▶ [Stored dataset listing]
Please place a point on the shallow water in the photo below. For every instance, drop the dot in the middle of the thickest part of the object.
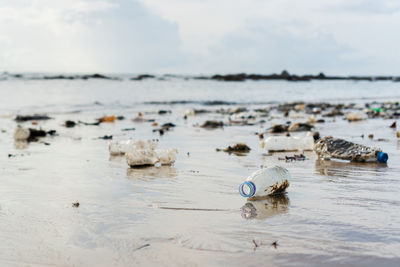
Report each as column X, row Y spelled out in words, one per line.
column 335, row 213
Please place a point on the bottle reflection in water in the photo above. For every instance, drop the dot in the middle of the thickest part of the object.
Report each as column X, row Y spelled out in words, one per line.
column 268, row 207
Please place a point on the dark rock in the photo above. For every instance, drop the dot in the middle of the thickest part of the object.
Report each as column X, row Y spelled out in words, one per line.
column 106, row 137
column 128, row 129
column 300, row 127
column 90, row 123
column 162, row 112
column 335, row 112
column 278, row 128
column 36, row 117
column 142, row 76
column 212, row 124
column 238, row 148
column 230, row 77
column 70, row 124
column 168, row 125
column 95, row 76
column 316, row 136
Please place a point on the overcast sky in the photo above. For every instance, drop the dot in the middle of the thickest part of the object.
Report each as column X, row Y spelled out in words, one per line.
column 200, row 36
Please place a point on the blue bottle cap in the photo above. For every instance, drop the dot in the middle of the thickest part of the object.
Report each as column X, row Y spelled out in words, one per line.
column 247, row 189
column 382, row 157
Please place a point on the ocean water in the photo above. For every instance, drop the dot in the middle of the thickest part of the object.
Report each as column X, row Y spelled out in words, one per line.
column 190, row 214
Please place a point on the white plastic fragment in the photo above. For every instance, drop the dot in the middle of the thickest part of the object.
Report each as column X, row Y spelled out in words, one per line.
column 166, row 156
column 122, row 147
column 288, row 143
column 21, row 134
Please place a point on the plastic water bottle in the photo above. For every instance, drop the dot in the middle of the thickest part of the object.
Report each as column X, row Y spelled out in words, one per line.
column 329, row 147
column 265, row 182
column 141, row 157
column 288, row 143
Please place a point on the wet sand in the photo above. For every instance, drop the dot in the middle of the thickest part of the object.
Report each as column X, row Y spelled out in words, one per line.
column 334, row 213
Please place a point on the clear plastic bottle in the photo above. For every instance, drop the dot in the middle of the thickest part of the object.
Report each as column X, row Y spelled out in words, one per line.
column 329, row 147
column 141, row 157
column 265, row 182
column 288, row 143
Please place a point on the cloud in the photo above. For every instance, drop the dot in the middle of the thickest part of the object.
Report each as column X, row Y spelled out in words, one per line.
column 192, row 36
column 86, row 36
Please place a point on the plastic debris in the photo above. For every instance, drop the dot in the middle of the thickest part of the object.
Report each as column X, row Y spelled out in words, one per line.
column 122, row 147
column 265, row 182
column 329, row 147
column 141, row 157
column 288, row 143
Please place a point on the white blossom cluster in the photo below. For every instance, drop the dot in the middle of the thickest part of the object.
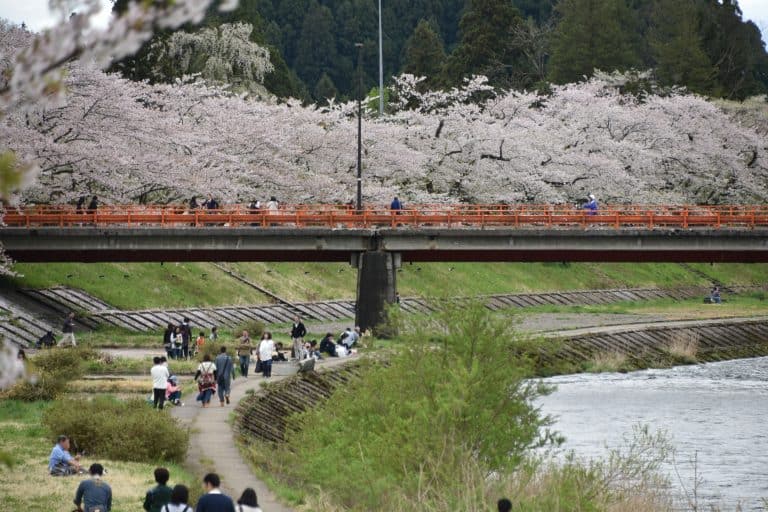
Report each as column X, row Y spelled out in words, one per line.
column 127, row 141
column 229, row 54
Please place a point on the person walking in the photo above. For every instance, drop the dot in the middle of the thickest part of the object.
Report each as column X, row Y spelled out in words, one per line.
column 159, row 495
column 244, row 351
column 186, row 337
column 69, row 332
column 266, row 348
column 591, row 206
column 248, row 501
column 206, row 380
column 226, row 372
column 93, row 494
column 179, row 499
column 160, row 376
column 214, row 500
column 298, row 331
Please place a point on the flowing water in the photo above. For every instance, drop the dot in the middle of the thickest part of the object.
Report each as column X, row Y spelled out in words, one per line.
column 716, row 412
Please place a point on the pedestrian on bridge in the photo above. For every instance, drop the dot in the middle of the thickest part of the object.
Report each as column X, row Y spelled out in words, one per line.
column 591, row 205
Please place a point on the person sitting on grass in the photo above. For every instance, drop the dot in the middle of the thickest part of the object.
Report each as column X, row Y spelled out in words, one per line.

▶ [Job] Can you swap "thickest part" for "widest part" in the listing, from its start through the line containing "column 382, row 157", and write those lines out again with nothing else altered? Leave the pictures out.

▶ [Solution below]
Please place a point on the shallow water in the photo below. For every instance, drop the dot in the middle of the widest part of the object.
Report each as column X, row Y spelled out in words, one per line.
column 335, row 213
Please place a point on the bottle reflection in water in the photo above. For every instance, drop the dot in the middle of the widest part of the object.
Report each as column X, row Y spelled out in words, one per line.
column 268, row 207
Please place a point on the dark rock in the photo above. For every instance, drop the dot in the middle of the widest part of the object.
Report each as column X, row Y spelled out in words, one per line.
column 106, row 137
column 128, row 129
column 300, row 127
column 90, row 123
column 162, row 112
column 335, row 112
column 278, row 128
column 36, row 117
column 142, row 76
column 212, row 124
column 238, row 148
column 230, row 77
column 70, row 124
column 168, row 125
column 95, row 76
column 316, row 136
Please place a point on the overcast sky in the photo above. For every instance, drop the dot in the middle of the widest part of the object.
Report each as column X, row Y spelled out in words, one per line.
column 200, row 36
Please place a point on the blue bottle cap in the photo above. For every instance, drop the dot in the middle of the widest part of the object.
Report each as column X, row Y spelled out in words, one per line.
column 247, row 189
column 382, row 157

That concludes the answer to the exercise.